Pull out every line of the data below that contains the word "mountain", and list each one as it appears.

### Image location labeling entries
—————

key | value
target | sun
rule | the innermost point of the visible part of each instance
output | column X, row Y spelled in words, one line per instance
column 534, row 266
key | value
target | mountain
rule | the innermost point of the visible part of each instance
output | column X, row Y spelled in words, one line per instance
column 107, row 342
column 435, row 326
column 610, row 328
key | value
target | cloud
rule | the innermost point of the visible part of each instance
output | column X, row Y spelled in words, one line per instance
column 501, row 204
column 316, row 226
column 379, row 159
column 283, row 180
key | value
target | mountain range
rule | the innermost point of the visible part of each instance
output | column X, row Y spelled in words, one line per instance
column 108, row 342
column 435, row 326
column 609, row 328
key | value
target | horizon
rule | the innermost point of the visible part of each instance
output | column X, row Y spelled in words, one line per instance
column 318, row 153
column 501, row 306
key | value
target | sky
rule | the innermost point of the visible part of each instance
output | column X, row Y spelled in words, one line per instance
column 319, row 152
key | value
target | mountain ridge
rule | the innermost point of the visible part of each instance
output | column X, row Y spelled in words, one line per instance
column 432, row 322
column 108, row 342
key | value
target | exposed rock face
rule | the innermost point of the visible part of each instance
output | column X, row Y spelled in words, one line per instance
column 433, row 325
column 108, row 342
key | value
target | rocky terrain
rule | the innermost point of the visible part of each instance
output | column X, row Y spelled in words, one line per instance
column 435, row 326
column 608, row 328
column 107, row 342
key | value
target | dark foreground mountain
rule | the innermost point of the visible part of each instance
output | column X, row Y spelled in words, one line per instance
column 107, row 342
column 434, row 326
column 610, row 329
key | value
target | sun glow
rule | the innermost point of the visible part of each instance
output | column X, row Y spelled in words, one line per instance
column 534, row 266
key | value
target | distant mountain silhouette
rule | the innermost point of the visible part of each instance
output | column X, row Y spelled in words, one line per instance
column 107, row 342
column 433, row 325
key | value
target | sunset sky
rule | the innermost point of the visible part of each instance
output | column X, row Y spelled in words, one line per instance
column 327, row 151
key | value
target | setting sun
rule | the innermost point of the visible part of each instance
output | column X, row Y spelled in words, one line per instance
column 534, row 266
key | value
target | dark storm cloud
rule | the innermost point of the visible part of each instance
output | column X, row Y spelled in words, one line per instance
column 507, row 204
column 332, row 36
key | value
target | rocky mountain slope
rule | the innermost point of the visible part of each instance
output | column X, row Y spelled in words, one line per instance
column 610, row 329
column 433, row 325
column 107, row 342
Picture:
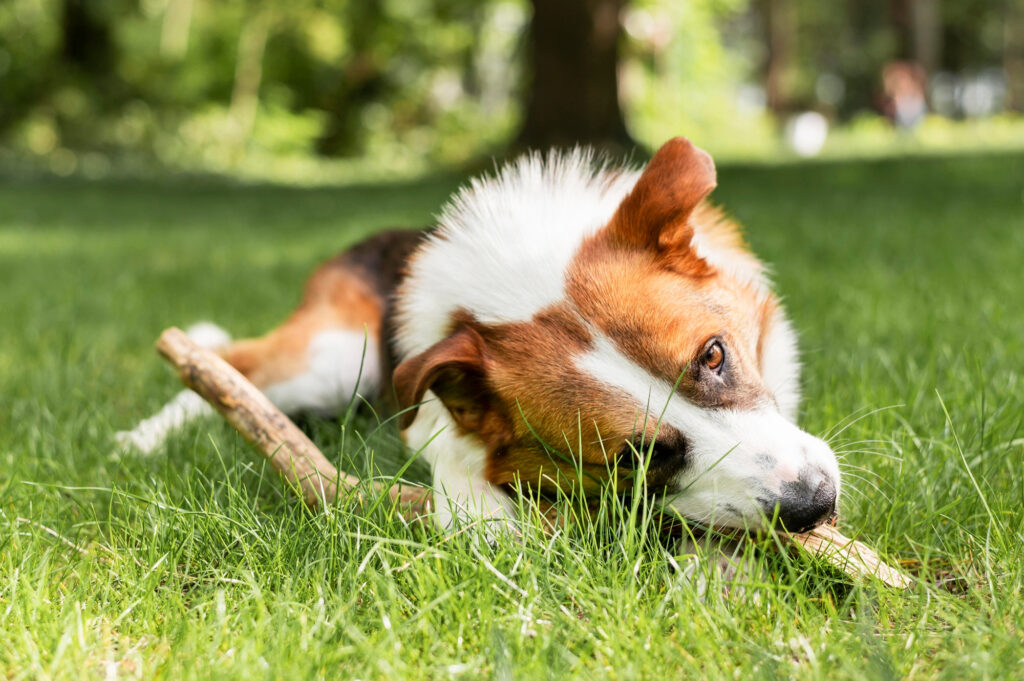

—————

### Task solution
target | mountain
target | mountain range
target | mountain ridge
target | dark foreground mountain
target | distant mountain silhouette
target | rocky mountain slope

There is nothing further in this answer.